REQUIRED TASK
Repeat the entries below word for word, starting with the line that contains "Task: Where can the young" and going on through the last line of the entries.

GIVEN DATA
# # # #

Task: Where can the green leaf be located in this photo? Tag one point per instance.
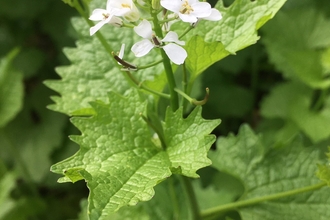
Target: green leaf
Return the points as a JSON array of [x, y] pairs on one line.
[[211, 41], [289, 170], [238, 27], [188, 140], [201, 55], [118, 158], [324, 171], [33, 134], [291, 101], [93, 73], [297, 52], [169, 202], [11, 89]]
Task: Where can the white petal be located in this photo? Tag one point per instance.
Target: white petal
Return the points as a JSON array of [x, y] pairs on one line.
[[141, 48], [144, 29], [120, 7], [115, 21], [173, 37], [201, 9], [188, 18], [119, 4], [176, 53], [172, 5], [214, 16], [98, 14], [121, 52], [97, 27]]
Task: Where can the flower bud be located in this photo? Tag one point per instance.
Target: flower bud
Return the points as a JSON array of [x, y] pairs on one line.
[[155, 4], [133, 14]]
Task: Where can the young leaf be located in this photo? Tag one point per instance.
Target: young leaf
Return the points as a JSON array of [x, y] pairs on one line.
[[324, 171], [279, 183], [291, 101], [11, 89], [93, 72], [188, 140], [235, 31], [297, 52], [120, 162], [239, 24], [202, 54], [30, 132]]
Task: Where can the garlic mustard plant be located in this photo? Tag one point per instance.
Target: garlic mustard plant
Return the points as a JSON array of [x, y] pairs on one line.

# # # #

WRITTEN RESPONSE
Task: Where can the young leaf be located in this photo? Tag one point per instance.
Target: young leaf
Return the points as a JSON array of [x, y] pairs on one line.
[[324, 171], [279, 183], [291, 101], [11, 89], [93, 72], [188, 140], [235, 31], [297, 52], [120, 162], [239, 24], [202, 54], [30, 132]]
Task: Where can the garlic mustard plant be located in this photo? Tag one point per instance.
Target: garlic mustard plant
Return the points as a JSON array of [x, y] pairs on one line.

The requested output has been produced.